What to do:
(1) In one to three sentences, explain why market gains were capped, according to the passage on stock markets and the COVID-19 pandemic.
(2) Please continue the passage on stock markets and the COVID-19 pandemic, starting after its final sentence.

Text shown:
:::::
Risk appetite buying underpinned on the back of government's efforts to slow the spread of the COVID-19 pandemic and cushion the economy against the impact of a near lockdown of activity across much of the U.S. All three major US indexes soared last week after legislators in Washington passed a $2.2 trillion virus rescue package to help individuals, industries and businesses great and small knocked sideways by coronavirus containment measures.
On Sunday, President Donald Trump ditched the idea of getting the economy back up and running in April and extended stay-at-home guidelines through the end of next month, after the director of the US National Institute of Allergy and Infectious Diseases, Dr Anthony Fauci, who has often contradicted Trump's coronavirus claims, said the pandemic could ultimately kill between 100,000 and 200,000 Americans if mitigation efforts do not succeed.
Adding to bullish sentiment, Italy saw the smallest increase in cases in two weeks, with the World Health Organization voiced hopes that they were seeing a stabilization of the coronavirus trajectory in Italy and Spain as a result of the European lockdowns.
However, market gains capped after news of the sharp increase in coronavirus cases in the United States and in other major economies. Investors are still struggling to gain clarity on the extent of the economic damage wrought by the pandemic. Entire sectors of the global economy have shut down with a swiftness and severity that has drawn comparisons with the opening days of the Great Depression that started in 1929.
:::::
Listed entries:
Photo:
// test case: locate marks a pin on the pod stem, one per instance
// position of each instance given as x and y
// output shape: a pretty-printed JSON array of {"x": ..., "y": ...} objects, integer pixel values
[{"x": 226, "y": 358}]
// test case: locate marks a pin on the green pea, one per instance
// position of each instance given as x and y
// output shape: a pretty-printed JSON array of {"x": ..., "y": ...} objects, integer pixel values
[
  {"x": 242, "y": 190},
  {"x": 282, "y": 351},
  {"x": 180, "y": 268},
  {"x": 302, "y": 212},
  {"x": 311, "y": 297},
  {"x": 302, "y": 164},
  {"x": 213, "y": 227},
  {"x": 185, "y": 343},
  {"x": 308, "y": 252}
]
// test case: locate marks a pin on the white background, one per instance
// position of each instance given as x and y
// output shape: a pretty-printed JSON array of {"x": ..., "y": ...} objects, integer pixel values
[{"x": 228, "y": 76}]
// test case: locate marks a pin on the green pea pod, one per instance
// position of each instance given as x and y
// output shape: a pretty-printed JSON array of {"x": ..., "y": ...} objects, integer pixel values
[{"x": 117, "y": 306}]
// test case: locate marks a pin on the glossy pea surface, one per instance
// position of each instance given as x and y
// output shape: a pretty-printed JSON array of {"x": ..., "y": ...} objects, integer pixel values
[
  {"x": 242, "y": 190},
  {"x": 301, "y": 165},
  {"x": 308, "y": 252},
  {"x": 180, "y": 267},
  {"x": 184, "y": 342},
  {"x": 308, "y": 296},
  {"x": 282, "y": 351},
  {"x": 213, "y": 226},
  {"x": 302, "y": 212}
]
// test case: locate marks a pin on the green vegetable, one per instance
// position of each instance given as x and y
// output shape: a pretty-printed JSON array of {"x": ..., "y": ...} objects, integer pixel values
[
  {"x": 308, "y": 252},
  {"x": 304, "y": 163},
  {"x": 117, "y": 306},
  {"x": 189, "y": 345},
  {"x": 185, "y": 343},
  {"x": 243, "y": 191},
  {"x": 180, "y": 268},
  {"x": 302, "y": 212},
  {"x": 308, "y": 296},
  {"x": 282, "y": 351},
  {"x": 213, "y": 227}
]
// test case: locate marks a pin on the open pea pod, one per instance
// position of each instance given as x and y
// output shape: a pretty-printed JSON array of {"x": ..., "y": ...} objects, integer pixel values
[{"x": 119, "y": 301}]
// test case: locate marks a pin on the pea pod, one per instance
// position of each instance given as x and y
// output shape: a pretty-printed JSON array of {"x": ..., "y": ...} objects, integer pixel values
:::::
Outputs by task:
(1) Market gains were capped after news of a sharp increase in coronavirus cases in the United States and in other major economies.

(2)
Health-care shares were the biggest gainers, after Abbott Laboratories unveiling a five-minute Covid-19 test and Johnson & Johnson announced a vaccine candidate for the virus. Shares of Johnson & Johnson gained 7.9% after it said on Monday that plans to start human testing of its experimental coronavirus vaccine by September and make it ready for emergency use in early 2021. Shares of UnitedHealth Group Inc. also rose 3.6%.
ECONOMIC NEWS: US Pending Home Sales Surges 2.4% In February-- US pending home sales index surged up by 2.4% to 111.5 in February after spiking by 5.3% to an upwardly revised 108.9 in January, the National Association of Realtors reported on Monday. . A pending home sale is one in which a contract was signed but not yet closed. Normally, it takes four to six weeks to close a contracted sale.